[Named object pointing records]
+---+

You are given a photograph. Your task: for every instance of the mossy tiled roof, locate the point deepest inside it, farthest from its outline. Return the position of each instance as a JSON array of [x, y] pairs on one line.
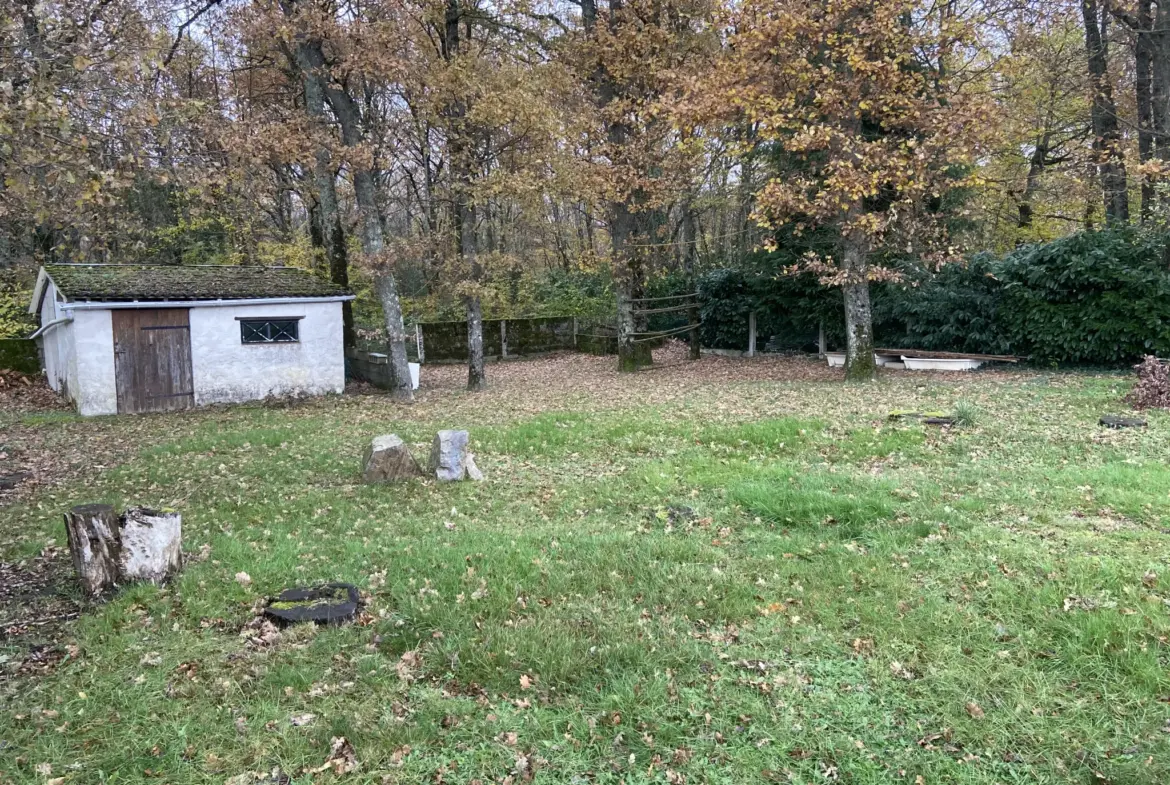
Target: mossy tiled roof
[[160, 282]]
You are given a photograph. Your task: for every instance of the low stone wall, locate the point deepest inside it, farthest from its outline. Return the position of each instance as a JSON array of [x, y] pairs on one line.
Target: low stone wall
[[367, 366], [19, 355], [446, 342]]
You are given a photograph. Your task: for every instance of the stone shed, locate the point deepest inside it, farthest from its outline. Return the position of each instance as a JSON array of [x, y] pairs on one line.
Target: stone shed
[[128, 338]]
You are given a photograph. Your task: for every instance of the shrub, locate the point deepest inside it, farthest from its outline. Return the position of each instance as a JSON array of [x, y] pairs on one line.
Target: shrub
[[1100, 297], [956, 309], [1153, 387]]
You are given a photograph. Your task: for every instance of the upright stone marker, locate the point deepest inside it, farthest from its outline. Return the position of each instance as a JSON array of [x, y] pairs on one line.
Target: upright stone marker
[[151, 545], [449, 458]]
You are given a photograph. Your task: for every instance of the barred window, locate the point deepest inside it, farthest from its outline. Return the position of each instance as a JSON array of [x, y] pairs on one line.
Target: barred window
[[269, 331]]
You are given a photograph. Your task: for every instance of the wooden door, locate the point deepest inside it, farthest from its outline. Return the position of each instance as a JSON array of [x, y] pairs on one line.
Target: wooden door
[[152, 359]]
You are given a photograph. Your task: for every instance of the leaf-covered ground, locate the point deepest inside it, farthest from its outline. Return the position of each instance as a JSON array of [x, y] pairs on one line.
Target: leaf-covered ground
[[728, 572]]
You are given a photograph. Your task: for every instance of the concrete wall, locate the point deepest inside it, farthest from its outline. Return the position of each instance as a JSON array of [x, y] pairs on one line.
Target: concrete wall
[[227, 370], [89, 348], [78, 356]]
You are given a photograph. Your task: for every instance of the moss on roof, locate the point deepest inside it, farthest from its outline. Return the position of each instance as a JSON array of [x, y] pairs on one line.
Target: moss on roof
[[158, 282]]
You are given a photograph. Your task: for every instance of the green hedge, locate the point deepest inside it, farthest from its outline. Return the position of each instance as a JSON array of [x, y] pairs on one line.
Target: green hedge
[[1095, 297], [1100, 297], [19, 355]]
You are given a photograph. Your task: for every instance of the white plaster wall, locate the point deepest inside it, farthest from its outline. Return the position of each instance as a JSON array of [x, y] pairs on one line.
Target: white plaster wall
[[90, 351], [52, 351], [227, 370]]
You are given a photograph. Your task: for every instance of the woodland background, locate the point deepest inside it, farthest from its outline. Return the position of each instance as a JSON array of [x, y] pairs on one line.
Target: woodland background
[[992, 167]]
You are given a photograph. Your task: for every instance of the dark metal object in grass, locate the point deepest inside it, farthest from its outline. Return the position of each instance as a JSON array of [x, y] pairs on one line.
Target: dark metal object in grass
[[928, 418], [1115, 421], [329, 605]]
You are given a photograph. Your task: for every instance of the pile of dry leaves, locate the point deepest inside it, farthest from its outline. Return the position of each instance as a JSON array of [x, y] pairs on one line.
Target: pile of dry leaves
[[21, 392]]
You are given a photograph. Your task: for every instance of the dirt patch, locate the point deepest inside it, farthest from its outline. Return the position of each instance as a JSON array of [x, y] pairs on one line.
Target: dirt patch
[[38, 603]]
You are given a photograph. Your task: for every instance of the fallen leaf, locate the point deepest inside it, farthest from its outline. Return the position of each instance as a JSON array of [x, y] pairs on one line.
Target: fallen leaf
[[342, 758]]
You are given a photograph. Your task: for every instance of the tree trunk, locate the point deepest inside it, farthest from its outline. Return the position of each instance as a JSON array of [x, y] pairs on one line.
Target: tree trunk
[[462, 167], [632, 352], [1143, 88], [311, 61], [1158, 42], [468, 242], [859, 324], [689, 252], [1034, 170], [332, 236], [1107, 149]]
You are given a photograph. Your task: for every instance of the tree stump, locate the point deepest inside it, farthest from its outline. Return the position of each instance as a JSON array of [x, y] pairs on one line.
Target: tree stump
[[93, 531], [108, 549]]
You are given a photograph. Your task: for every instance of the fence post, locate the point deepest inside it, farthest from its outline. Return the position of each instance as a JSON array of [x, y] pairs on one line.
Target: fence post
[[693, 319]]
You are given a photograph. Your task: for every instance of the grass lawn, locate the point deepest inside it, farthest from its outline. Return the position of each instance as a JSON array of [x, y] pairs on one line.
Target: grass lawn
[[731, 572]]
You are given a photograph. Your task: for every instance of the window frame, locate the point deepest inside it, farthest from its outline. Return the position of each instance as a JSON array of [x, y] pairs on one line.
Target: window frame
[[245, 321]]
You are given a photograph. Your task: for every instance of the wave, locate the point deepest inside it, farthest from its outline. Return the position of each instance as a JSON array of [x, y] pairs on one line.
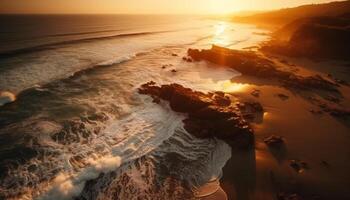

+---+

DIRECTIONS
Rewrite all the records above, changing every "photograph" to "image" and keeping everything else the same. Omit the pictures.

REPLY TO THE TASK
You are given a image. Your task: for every instance of the mossy tiled roof, locate the point deepest inside it, farthest from its outline. Return the position of each instance as a JSON array of [x, y] pairs on one line.
Target: mossy tiled roof
[[160, 282]]
You are given a image. Your task: for every instance of the low stone wall, locate the point deepest inside it, farthest from its outline. Return the position of each instance as a JSON array of [x, y] pairs on one line.
Target: low stone wall
[[367, 366], [19, 355], [446, 342]]
You are given a image. Your task: for every instance of the stone shed, locate the point deepest inside it, farthest from its outline. Return the position of each instance as a JSON array of [x, y] pairs on one line.
Target: stone shed
[[128, 338]]
You are given a image. Your task: for every instance of the shrub, locate the point deepest inside it, farthest from its outline. Return the position of each instance as a JSON array of [x, y] pairs on one line.
Target: shrub
[[1100, 297], [956, 309], [1153, 387]]
You are given a image. Your task: for every instance of the upright stone marker, locate the point deepest inside it, farthest from its outline. Return the position of each instance as a JSON array of [x, y] pairs on one line.
Target: upright stone marker
[[151, 545], [449, 458]]
You are given a image. Your task: for every instance of the barred window, locate the point deepest inside it, farthest from its outline. Return the position of each instance as a JSON array of [x, y] pairs on one line.
Target: barred window
[[269, 331]]
You are given a image. Your task: for every instance of the wooden door, locate the point deepest inside it, farthest from its outline. Return the position of each instance as a JSON array of [x, y] pairs on one line.
Target: wooden door
[[152, 359]]
You are given a image. Your task: for every instance of the leaf-covered ground, locate the point deepest inside it, farthest from its outline. Return the position of each instance as a JSON array of [x, y] pairs on one line.
Target: leaf-covered ground
[[728, 572]]
You are given a image. Your task: for every instance of the concrete wall, locate the point deepest inside it, farthest from its outline. Return the position of each instance as a JSON array of [x, y] pairs on one line.
Target: concrete wall
[[227, 370], [89, 348], [78, 356]]
You are given a image. Your task: for every instance of the moss on roof, locate the point deepest inside it, farthest from its outline. Return the position of each instance as a JSON array of [x, y] pairs on one line.
Target: moss on roof
[[158, 282]]
You are given a image. Your task: for every instance of the green hedge, locate the point deepest inside it, farthest from its outline. Return the position of each instance as a JSON array of [x, y] pairs on one line.
Target: green hedge
[[1095, 297], [1100, 297], [19, 355]]
You are given a image. Your task: for every instance of the white plaster wall, locate the point deepest inside it, farthest from its outline. Return the position of each instance as a JSON array of [x, y] pairs on one line.
Target: white plaster wall
[[90, 351], [52, 351], [227, 370]]
You are given a image. Your task: for every instance of the woodland background, locate the point deepest inside it, farthest from its outline. Return the position of each instance as a JSON array of [x, y] pairs on one line.
Target: woodland background
[[992, 167]]
You are given a image. Your task: for every instance of the dark metal object in grass, locate the point deepest inside it, farthest from its outline. Return the position of each instance as a JSON array of [x, y] pairs on one line.
Target: dark metal object in grass
[[928, 418], [1115, 421], [329, 605]]
You are given a image. Your task: for every instance of the pile of dry leaves, locate the point deepest inside it, farthest from its outline. Return the position of each instance as a JSON array of [x, y] pairs on one line.
Target: pile of dry leaves
[[21, 392]]
You are given a image. Your task: for every instance of the dirt patch, locate the point deepest inside it, farthest from its outline. Return the position of each instance as a JSON array of [x, y] pairs on one line.
Target: dirt patch
[[38, 603]]
You are given a image. Your task: for every instance of the fallen leaf, locate the point deepest inside it, farthest from its outline. Return the position of each instance as a JSON array of [x, y] pairs on one line.
Target: fallen leaf
[[342, 758]]
You are given a image. Your task: for every instance of the tree trunk, locate the point deepest inside it, farthest from its outline. Return the position of each instance as a JSON array of [x, y] pairs on one line.
Target: tree trunk
[[462, 167], [632, 352], [1143, 88], [311, 61], [1158, 42], [468, 242], [859, 324], [689, 252], [1034, 170], [332, 236], [1107, 149]]
You are given a image. Your task: for every instance of the tree stump, locate the point deepest inside it, farthest from its outline. Return the position of each instance as a JSON array of [x, y] pairs on one line.
Target: tree stump
[[93, 531], [108, 549]]
You are given a image. Your task: for every instance of the fence post, locate the point deepest inside it, farthest from its outline. Return the position of each instance as a JSON array of [x, y] pairs on one line.
Target: fence post
[[693, 319]]
You are given a image. Your task: for every instance of the grass lawn, locate the point deepest inside it, farthest from its outline. Return the position of each instance as a JSON array of [x, y] pairs on one line.
Target: grass lawn
[[731, 572]]
You are given a image. Your task: for every instance of the window frame, locate the point deepest inside it, farthest from its outline. Return the position of each instance as a JSON array of [x, y] pairs on one line.
Target: window frame
[[245, 321]]
You are given a image. Your task: for every instance of the wave, locate the point deepest inside it, farthest from its outline. Return the position of each instance as a JSON array of [x, y] pairs on one line.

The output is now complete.